* **TASK INPUTS**
BEGIN

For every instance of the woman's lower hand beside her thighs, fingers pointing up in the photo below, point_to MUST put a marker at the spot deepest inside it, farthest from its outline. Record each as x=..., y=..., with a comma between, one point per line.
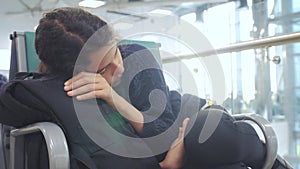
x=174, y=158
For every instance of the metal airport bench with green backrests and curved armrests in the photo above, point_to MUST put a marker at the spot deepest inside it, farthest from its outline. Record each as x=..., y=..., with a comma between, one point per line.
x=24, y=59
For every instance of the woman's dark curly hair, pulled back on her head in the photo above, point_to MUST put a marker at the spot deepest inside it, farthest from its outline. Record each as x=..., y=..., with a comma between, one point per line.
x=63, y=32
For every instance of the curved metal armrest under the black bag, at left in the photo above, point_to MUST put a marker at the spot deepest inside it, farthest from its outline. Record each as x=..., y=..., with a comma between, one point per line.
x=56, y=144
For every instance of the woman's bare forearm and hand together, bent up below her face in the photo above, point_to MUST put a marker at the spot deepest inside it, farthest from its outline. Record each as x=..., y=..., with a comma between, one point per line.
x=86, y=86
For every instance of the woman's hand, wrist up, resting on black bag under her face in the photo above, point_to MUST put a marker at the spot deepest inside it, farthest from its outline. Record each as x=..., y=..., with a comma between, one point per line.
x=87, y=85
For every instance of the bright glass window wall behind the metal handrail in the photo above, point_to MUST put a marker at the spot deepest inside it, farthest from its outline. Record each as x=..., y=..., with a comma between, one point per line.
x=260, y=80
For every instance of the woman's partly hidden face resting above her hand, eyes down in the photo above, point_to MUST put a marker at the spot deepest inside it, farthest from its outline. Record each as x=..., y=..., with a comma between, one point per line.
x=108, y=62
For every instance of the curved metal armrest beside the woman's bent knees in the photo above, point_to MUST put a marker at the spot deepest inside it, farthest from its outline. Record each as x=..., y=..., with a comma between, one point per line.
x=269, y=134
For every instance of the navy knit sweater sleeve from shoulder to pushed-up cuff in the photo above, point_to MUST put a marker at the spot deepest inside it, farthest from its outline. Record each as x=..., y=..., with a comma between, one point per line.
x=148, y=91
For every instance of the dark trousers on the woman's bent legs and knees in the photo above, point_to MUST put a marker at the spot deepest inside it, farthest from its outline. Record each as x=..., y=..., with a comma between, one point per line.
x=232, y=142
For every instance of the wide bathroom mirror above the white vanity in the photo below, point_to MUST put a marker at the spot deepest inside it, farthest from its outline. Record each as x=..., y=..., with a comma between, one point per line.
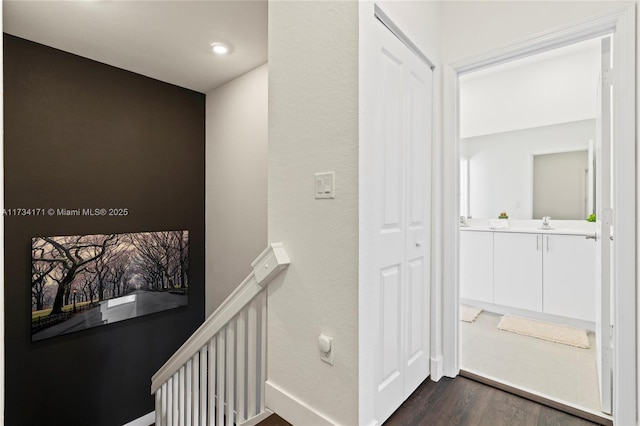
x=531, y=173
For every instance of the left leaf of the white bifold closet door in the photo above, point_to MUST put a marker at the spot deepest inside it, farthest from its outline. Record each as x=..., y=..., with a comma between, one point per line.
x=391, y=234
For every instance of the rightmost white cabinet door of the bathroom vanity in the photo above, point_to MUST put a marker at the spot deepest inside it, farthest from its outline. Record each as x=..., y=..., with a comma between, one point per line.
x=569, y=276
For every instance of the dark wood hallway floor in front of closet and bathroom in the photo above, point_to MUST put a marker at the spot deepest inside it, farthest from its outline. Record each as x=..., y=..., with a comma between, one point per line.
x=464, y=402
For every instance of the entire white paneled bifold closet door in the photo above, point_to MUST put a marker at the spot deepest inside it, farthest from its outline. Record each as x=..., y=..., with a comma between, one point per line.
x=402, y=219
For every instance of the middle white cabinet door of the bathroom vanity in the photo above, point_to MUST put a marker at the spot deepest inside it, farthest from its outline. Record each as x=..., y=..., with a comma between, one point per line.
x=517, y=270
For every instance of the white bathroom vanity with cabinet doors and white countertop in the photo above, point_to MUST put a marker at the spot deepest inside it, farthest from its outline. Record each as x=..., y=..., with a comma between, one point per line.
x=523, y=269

END

* **YOUR ASSIGNMENT**
Word for word, restate the records shown above, minus the pictures.

* **OUTPUT FOR THIS TASK**
For every instance of the woman's lower hand beside her thighs, fingers pointing up in the photo below, point_to MUST put a marker at the spot deepest inside it, farthest from its outline. Record each as x=..., y=..., with a comma between, one point per line.
x=174, y=158
For every instance of the metal airport bench with green backrests and curved armrests in the photo above, point_to MUST put a marker at the spot deepest inside it, farthest from its outline. Record each as x=..., y=..., with a comma between, one point per line.
x=24, y=59
For every instance of the woman's dark curly hair, pulled back on her head in the photo above, point_to MUST put a marker at the spot deepest inside it, farthest from its outline. Record each as x=..., y=..., with a comma between, one point per line.
x=63, y=32
For every instance of the curved metal armrest under the black bag, at left in the photo above, point_to MUST put a marker at the spot deepest inside it, farthest from its outline. Record each as x=..., y=..., with a comma between, one point per line.
x=56, y=144
For every instance of the woman's bare forearm and hand together, bent up below her face in the photo above, point_to MUST put a marker at the spot deepest inside it, farthest from its outline. Record each as x=..., y=..., with a comma between, one point per line.
x=86, y=86
For every instance of the woman's hand, wrist up, resting on black bag under her face in the photo above, point_to MUST put a marker at the spot deepest inside it, farthest from its outline. Record each as x=..., y=..., with a comma between, one point per line.
x=87, y=85
For every instance of the bright glass window wall behind the metal handrail in the photo above, point_to MUST put a marker at the spot deepest inside it, farthest from its outline. Record each as x=..., y=..., with a comma between, one point per line.
x=260, y=80
For every instance of the woman's partly hidden face resting above her hand, eyes down in the photo above, point_to MUST put a marker at the spot deepest inside it, farthest from its outline. Record each as x=..., y=..., with a comma between, one point per line.
x=108, y=62
For every instance of the curved metal armrest beside the woman's bent knees in the photo above, point_to MUST put a marker at the spot deepest inside it, farthest from its outline. Record each as x=..., y=..., with a comma between, one point per line.
x=269, y=134
For every instance of the navy knit sweater sleeve from shoulder to pushed-up cuff in the photo above, point_to MUST put a marker at the spot deepest inside it, farthest from its outline. Record each as x=..., y=..., with a comma between, one point per line.
x=148, y=91
For every instance of the dark trousers on the woman's bent legs and knees in the photo above, point_to MUST put a marker at the spot deepest inside it, farthest from its outline. Record each as x=..., y=..., with a comma between, one point per line.
x=232, y=142
For every instance of the wide bathroom mirror above the white vanity in the photo below, point_to MUST put a marker at the spot deepest inside it, farthest from its outline. Record each as x=..., y=..., with a comma between, one point per line.
x=531, y=173
For every instance of the left leaf of the white bifold closet door in the photo above, point_to MUST put a marker at the spot deepest inside it, farthest from its outline. Record each as x=..., y=..., with a comma between, one point per line.
x=391, y=234
For every instance of the rightmost white cabinet door of the bathroom vanity in the photo above, point_to MUST put a marker at the spot deepest inside it, farthest from its outline. Record each as x=..., y=..., with a comma between, one point per line.
x=569, y=276
For every instance of the dark wood hallway floor in front of closet and bathroom in the photo above, point_to MUST put a marker at the spot deepest inside it, farthest from its outline. Record each as x=..., y=..., with a comma between, one point per line.
x=464, y=402
For every instance of the entire white paneled bifold closet door in the photo above, point_to MUST put a marker at the spot deepest inside it, farthest from its outline. Record each as x=..., y=..., with a comma between, one point per line.
x=402, y=219
For every instance of the middle white cabinet door of the bathroom vanity in the photo above, point_to MUST put a marker at the spot deepest inside it, farthest from its outline. Record each as x=..., y=..., with a comma between, one point per line.
x=517, y=270
For every instance of the white bathroom vanity with cabinet doors and white countertop in the photo above, point_to MUST put a marker at the spot deepest inside it, farthest from its outline. Record each as x=..., y=..., with a comma between, one point per line.
x=523, y=269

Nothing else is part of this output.